Filter the entries below, copying out each line that contains the string "hair". Matching is case-sensitive.

## begin Data lines

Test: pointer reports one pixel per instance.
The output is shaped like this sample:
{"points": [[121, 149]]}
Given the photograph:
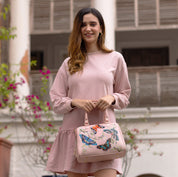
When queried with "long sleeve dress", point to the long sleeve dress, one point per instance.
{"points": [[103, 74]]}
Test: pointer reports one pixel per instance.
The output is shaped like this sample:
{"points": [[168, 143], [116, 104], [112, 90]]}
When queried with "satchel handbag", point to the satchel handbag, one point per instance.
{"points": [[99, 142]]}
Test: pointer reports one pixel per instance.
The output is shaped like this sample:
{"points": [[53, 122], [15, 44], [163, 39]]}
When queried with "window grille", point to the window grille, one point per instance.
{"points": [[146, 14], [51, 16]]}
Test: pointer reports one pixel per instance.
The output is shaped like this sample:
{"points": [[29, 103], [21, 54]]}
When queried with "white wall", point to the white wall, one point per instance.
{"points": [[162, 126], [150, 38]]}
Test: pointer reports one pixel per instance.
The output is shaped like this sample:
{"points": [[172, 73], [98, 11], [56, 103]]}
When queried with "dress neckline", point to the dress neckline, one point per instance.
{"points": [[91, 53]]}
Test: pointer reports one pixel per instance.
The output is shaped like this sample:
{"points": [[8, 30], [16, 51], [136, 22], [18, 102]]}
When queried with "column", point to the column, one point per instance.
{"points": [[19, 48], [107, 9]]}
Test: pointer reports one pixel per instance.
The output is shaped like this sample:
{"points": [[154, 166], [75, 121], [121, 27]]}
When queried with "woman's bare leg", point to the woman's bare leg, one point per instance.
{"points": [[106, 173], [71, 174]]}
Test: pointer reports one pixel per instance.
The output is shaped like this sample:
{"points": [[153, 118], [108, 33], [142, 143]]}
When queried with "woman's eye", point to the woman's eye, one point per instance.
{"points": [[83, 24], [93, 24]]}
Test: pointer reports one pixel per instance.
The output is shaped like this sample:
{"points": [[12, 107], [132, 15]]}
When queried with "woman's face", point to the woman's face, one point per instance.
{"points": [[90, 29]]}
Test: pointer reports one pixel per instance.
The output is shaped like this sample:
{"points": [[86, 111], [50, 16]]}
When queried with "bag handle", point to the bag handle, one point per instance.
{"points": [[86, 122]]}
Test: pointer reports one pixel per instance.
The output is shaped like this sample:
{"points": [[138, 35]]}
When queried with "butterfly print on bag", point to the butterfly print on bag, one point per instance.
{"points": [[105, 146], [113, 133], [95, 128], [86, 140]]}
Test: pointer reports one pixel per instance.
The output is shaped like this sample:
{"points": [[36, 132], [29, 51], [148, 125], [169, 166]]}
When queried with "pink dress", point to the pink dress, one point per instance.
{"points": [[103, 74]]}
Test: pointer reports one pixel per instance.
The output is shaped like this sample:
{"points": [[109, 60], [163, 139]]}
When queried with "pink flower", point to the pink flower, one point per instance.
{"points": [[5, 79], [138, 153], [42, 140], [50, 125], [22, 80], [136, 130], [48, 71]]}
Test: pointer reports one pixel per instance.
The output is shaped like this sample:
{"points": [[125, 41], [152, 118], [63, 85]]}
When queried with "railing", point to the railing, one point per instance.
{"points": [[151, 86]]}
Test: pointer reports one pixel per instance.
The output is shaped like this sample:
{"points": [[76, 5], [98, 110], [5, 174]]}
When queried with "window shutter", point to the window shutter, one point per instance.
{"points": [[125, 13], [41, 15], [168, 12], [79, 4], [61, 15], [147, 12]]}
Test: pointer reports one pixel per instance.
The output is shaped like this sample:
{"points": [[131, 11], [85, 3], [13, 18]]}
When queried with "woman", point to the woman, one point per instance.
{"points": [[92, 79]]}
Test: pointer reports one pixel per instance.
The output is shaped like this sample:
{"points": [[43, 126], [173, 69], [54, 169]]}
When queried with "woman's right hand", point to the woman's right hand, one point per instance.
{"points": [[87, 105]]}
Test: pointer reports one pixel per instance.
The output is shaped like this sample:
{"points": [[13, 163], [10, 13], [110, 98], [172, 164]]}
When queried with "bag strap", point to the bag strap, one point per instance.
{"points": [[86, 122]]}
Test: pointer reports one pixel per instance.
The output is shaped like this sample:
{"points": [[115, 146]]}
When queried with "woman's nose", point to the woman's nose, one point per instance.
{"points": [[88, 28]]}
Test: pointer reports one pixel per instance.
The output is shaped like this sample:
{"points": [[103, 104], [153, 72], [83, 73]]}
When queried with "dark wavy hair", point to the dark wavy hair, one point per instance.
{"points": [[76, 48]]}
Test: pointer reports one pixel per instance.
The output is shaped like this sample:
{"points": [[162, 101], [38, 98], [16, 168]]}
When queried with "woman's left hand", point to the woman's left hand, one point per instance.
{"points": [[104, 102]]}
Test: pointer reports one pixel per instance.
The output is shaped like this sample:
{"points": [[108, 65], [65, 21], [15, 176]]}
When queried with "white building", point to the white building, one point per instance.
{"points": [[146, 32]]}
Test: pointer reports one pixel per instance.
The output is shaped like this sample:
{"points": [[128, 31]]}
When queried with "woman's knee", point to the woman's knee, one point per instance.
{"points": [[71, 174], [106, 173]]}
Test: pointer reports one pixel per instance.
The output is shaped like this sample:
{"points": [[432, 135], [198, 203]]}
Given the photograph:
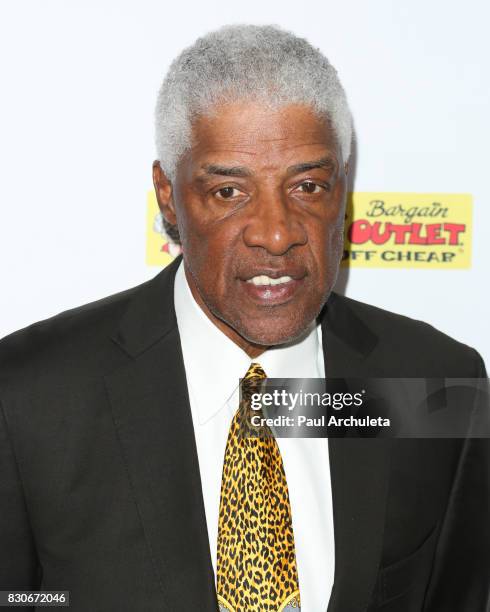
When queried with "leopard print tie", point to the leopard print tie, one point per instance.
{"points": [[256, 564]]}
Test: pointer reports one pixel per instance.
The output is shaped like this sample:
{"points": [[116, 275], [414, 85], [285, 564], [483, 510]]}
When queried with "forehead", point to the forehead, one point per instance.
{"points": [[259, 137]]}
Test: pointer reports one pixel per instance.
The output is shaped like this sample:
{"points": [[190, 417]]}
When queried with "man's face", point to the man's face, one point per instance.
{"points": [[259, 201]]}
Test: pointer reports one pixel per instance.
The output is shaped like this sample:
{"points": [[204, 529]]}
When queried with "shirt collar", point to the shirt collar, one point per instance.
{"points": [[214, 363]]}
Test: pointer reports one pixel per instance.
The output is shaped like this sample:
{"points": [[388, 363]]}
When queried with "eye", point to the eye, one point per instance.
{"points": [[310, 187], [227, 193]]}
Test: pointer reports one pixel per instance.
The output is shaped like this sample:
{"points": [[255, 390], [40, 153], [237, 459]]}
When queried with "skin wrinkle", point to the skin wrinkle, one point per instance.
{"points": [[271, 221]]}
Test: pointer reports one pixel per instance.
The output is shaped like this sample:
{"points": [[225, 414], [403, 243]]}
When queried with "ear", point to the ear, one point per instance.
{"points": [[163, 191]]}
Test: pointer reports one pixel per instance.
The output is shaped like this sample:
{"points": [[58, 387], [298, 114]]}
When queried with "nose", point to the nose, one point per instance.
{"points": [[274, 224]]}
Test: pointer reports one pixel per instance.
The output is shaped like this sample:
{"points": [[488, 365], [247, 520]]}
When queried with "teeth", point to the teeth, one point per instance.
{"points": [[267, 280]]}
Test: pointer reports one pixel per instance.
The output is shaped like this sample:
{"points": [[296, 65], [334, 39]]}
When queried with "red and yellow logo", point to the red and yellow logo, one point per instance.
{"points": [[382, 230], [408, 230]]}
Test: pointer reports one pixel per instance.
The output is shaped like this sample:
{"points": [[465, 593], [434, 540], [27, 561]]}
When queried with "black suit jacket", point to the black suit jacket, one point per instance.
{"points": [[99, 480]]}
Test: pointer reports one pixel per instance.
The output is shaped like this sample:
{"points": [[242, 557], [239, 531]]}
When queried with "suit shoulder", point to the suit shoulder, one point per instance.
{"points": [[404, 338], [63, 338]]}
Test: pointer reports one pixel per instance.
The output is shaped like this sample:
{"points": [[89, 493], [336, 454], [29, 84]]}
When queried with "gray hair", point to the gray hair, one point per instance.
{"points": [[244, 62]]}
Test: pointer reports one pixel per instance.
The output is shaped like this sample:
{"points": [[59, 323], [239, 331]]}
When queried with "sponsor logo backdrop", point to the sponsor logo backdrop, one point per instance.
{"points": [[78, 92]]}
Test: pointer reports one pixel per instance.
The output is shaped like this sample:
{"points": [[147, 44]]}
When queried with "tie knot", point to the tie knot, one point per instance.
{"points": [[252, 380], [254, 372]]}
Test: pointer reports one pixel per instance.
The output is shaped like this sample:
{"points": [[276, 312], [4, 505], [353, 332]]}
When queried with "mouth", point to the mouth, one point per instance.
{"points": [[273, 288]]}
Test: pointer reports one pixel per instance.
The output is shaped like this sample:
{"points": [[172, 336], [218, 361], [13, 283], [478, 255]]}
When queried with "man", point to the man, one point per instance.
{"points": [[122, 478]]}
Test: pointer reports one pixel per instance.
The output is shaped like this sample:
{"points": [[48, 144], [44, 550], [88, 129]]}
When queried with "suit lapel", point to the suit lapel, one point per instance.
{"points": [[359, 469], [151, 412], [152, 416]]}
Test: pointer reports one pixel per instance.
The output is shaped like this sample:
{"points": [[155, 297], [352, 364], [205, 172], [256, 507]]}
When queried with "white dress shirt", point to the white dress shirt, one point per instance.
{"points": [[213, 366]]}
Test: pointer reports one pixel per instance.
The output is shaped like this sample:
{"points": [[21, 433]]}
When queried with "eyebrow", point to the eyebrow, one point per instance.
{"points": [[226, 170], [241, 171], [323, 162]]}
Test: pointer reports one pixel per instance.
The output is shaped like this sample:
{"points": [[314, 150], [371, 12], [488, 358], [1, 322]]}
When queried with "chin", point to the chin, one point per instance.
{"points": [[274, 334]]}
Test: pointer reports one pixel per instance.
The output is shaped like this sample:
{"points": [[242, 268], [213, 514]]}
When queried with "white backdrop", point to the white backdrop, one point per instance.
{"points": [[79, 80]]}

## end Data lines

Answer to this task –
When queried with "dark wavy hair", point to the dark wavy hair, one point per instance.
When queried with "gray hair", point to the gray hair, one point per instance.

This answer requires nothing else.